Stated exercise
Identify every line in the material below that contains the word "with". Copy each of those lines in full.

Rows
§

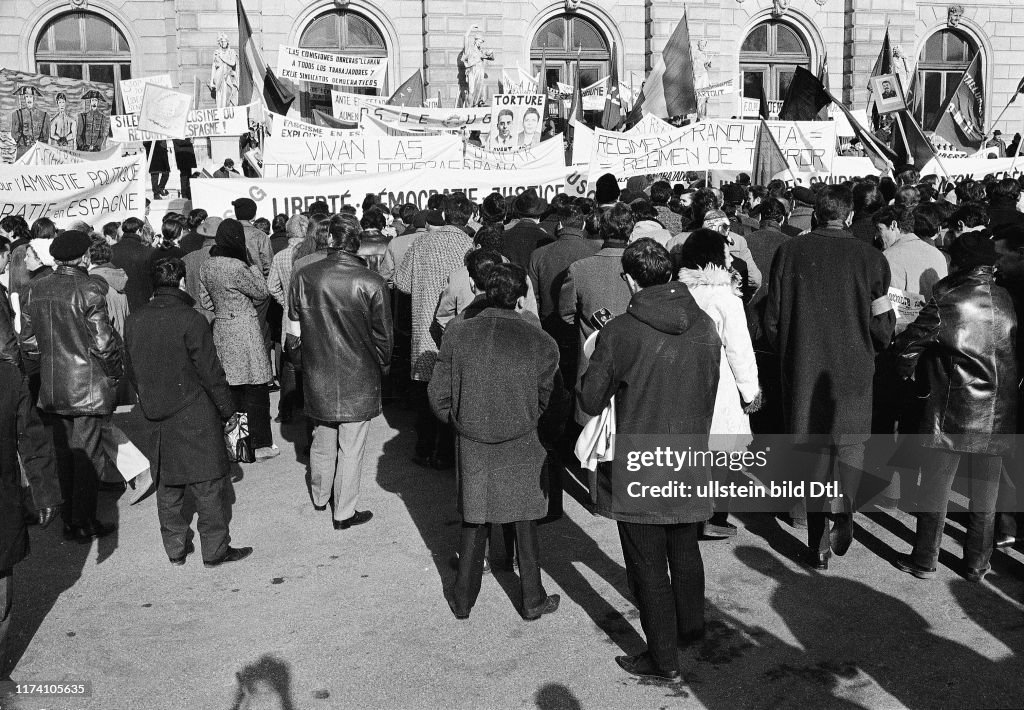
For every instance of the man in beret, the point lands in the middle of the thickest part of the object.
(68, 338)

§

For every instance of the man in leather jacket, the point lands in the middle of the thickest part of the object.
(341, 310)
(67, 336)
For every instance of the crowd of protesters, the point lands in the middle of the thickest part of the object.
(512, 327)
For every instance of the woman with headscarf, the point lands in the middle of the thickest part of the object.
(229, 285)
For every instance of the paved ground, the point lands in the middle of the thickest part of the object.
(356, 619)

§

Exercise solution
For every instance of the woman with headscarf, the point lands in the middle of the thickest part of the object.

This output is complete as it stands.